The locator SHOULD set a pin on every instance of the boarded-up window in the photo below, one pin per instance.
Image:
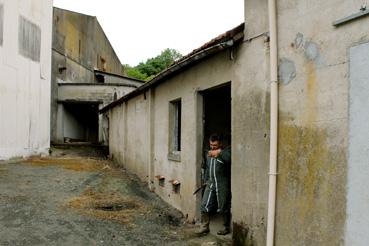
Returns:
(1, 24)
(29, 35)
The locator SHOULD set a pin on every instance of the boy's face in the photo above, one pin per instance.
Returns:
(214, 145)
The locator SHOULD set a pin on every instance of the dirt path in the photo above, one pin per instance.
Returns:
(69, 200)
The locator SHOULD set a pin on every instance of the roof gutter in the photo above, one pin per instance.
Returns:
(176, 68)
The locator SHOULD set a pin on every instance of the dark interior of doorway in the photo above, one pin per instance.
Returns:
(217, 113)
(217, 119)
(81, 122)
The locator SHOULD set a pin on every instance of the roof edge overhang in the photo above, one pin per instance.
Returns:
(223, 42)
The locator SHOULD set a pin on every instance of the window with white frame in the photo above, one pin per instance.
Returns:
(175, 122)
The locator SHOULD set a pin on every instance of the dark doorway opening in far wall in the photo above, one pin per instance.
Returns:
(81, 122)
(217, 113)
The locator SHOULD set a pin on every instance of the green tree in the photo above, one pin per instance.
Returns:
(147, 70)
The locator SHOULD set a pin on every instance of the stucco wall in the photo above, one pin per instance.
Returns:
(357, 223)
(89, 92)
(249, 100)
(313, 144)
(25, 65)
(81, 38)
(128, 136)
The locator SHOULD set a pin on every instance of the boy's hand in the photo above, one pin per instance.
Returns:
(214, 153)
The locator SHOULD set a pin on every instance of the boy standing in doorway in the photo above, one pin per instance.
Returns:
(217, 177)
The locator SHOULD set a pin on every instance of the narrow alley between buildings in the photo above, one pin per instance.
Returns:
(77, 197)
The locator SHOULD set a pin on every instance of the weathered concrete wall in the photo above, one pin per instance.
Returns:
(357, 223)
(92, 92)
(249, 130)
(80, 46)
(314, 72)
(84, 93)
(114, 79)
(80, 38)
(25, 65)
(1, 24)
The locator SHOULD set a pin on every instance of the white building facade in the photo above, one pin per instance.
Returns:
(25, 72)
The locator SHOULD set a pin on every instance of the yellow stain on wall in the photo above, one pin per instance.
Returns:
(72, 41)
(311, 187)
(311, 103)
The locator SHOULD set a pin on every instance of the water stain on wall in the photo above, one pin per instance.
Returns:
(311, 177)
(29, 39)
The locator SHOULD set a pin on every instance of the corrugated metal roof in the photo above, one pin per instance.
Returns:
(222, 42)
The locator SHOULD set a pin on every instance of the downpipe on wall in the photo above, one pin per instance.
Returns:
(273, 121)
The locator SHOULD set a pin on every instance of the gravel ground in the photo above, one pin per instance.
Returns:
(72, 200)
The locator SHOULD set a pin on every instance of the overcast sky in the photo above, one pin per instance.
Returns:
(141, 29)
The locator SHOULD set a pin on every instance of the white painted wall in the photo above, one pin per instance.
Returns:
(24, 83)
(357, 223)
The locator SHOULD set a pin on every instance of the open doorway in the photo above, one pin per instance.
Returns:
(81, 122)
(217, 119)
(217, 113)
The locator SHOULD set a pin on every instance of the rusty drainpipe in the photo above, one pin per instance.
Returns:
(273, 120)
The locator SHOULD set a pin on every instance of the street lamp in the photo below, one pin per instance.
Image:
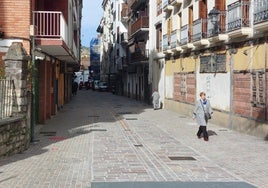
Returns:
(214, 16)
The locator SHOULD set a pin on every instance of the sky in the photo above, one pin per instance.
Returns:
(92, 13)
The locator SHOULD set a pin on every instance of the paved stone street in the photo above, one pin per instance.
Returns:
(100, 137)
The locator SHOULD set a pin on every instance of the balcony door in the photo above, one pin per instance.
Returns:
(203, 9)
(221, 6)
(190, 23)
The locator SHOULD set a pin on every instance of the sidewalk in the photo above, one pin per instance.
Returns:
(99, 137)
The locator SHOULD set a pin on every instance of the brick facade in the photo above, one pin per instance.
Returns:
(184, 87)
(16, 20)
(242, 98)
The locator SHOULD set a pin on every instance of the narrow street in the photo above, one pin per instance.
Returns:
(99, 138)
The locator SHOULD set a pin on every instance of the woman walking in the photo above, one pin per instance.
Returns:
(202, 113)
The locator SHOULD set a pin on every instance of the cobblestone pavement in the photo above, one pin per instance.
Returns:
(100, 137)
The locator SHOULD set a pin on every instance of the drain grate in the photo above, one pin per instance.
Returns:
(138, 145)
(125, 112)
(48, 133)
(182, 158)
(57, 138)
(131, 118)
(101, 130)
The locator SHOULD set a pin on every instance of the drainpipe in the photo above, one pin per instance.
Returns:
(265, 65)
(232, 51)
(33, 87)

● ● ● ● ●

EXERCISE REQUIREMENTS -> An exact copy of the listing is required; return it without any pictures.

ANSWER SPACE ->
The locator SHOULD set a pin on every instance of the boarded-up window in the photo below, one pin per instance.
Image:
Returns:
(1, 24)
(29, 35)
The locator SHOULD set a pin on every instance of the boy's face in the photo above, one pin per instance.
Returns:
(214, 145)
The locator SHOULD set a pin on every instance of the dirt path in the photo above, one pin per instance.
Returns:
(69, 200)
The locator SHOULD set a pin on every instance of the roof gutter in the photo above, one pin per instance.
Returns:
(176, 68)
The locator SHOULD set a pin on every instance of the dark interior of doorway in the photo above, one pin per instance.
Returns:
(217, 113)
(217, 119)
(81, 122)
The locator SHOULD set a pin on every instance of the roof edge overhang in the photo above, one pin per instance.
Returns:
(223, 42)
The locator SHOULD set a pin on every instance of the window with white frame in the photo above, one pin per instance.
Returns:
(175, 122)
The locator SHOULD set a pin on every instance of the dark doorway opening in far wall in the photo above, one pin per instance.
Returns:
(81, 122)
(217, 113)
The locator SHOULD set a pin on every instance of the green tree in the photo above, one pin per instance.
Returns:
(147, 70)
The locator SHOULD set a pin on every instance of the stucco wall in the photo above, one pin per instance.
Returns:
(357, 223)
(89, 92)
(249, 100)
(313, 144)
(25, 65)
(81, 38)
(128, 136)
The locator SHOULD set a pin on every instance of the boy's hand in the photo above, one pin per instance.
Returns:
(214, 153)
The locator SHOULD set a pin on every instance of the boy standing in doorway in the photo above, one pin per instance.
Returns:
(217, 177)
The locator SHOULD set a pin on every instance of the narrow alley between buildings in the photo above, one pin per instance.
Returns:
(77, 197)
The locator SHOULD set a pin on every instance of the weathered concrete wall in the photo above, one pin per instance.
Returns:
(357, 223)
(92, 92)
(249, 130)
(80, 46)
(314, 72)
(84, 93)
(114, 79)
(80, 38)
(25, 65)
(1, 24)
The locator SHOULD set a pin on every instance of the white building facade in the photo above, one pin per instance.
Returns:
(25, 72)
The locator SHOULD set a pin on every instance of the yellow stain on wall in the photo above, one pin per instance.
Returns:
(72, 41)
(311, 187)
(311, 103)
The locator SHOULD set a pin on every instance of the water stain on wall in the photo above, one pin per instance.
Returns:
(311, 177)
(29, 39)
The locator SHOULD set a pin on every instance of the corrugated metal roof in the photo above, one pin per instance.
Returns:
(222, 42)
The locator SHOULD set a pin on every instance of the downpipe on wall in the photo above, one pin per instance.
Returns:
(273, 121)
The locator SHOULD set a pin on every instance of the gravel ground in the photo above, one pin per instance.
Returns:
(72, 200)
The locator SHOULD set a pin on every instance of the overcast sky in the photo above, one pin per instance.
Returns:
(141, 29)
The locator SHOULD set a pin on every instance of the white painted wall in the photo above, one pin per instance.
Returns:
(24, 83)
(357, 223)
The locator SHOULD set a pin on every instance of the open doorway in the photo above, one pin per instance.
Returns:
(81, 122)
(217, 119)
(217, 113)
The locator SHOULD set a pin on every instance of the rusty drainpipe in the photo above, one pin per instance.
Returns:
(273, 120)
The locator SHOULD set a pin on every instance of the street lamp in the photo below, one pin per instance.
Image:
Returns:
(214, 16)
The locator SHOULD set a pin on every instance of the sky in the photo above, one pin per instance.
Returns:
(92, 13)
The locator SHOULD set a pin on every instance of the paved stone street in the photo above, one pin per instance.
Returns:
(100, 137)
The locator SHOULD set a pin on every instance of the balcony door in the photo above, one pin per instance.
Returns:
(203, 9)
(221, 6)
(190, 23)
The locator SHOULD set a pin on every instance of the sidewalk in the photo above, one pin per instance.
Returns:
(99, 137)
The locator SHOULD set a pin on every instance of the brick facade in the photo above, one pin per instance.
Returns:
(184, 87)
(16, 20)
(242, 98)
The locator SHOULD set a pin on every instance of the narrow street in the photo above, one pin per instance.
Returns:
(99, 138)
The locator SHOULD set a pin on every instance of the woman walking in the photo above, one pin per instance.
Returns:
(202, 113)
The locator SHOULD set a pin on every instance of the cobblestone pavement in the photo above, one pin per instance.
Returns:
(100, 137)
The locator SHOULD set a pin on every instance of the drain grate in the photo above, one pin per instance.
Returns:
(138, 145)
(125, 112)
(48, 133)
(182, 158)
(57, 138)
(131, 118)
(101, 130)
The locator SHOULD set a pin on every instance of the drainpipe in the photo above, one pin per instance.
Returns:
(265, 65)
(232, 51)
(33, 87)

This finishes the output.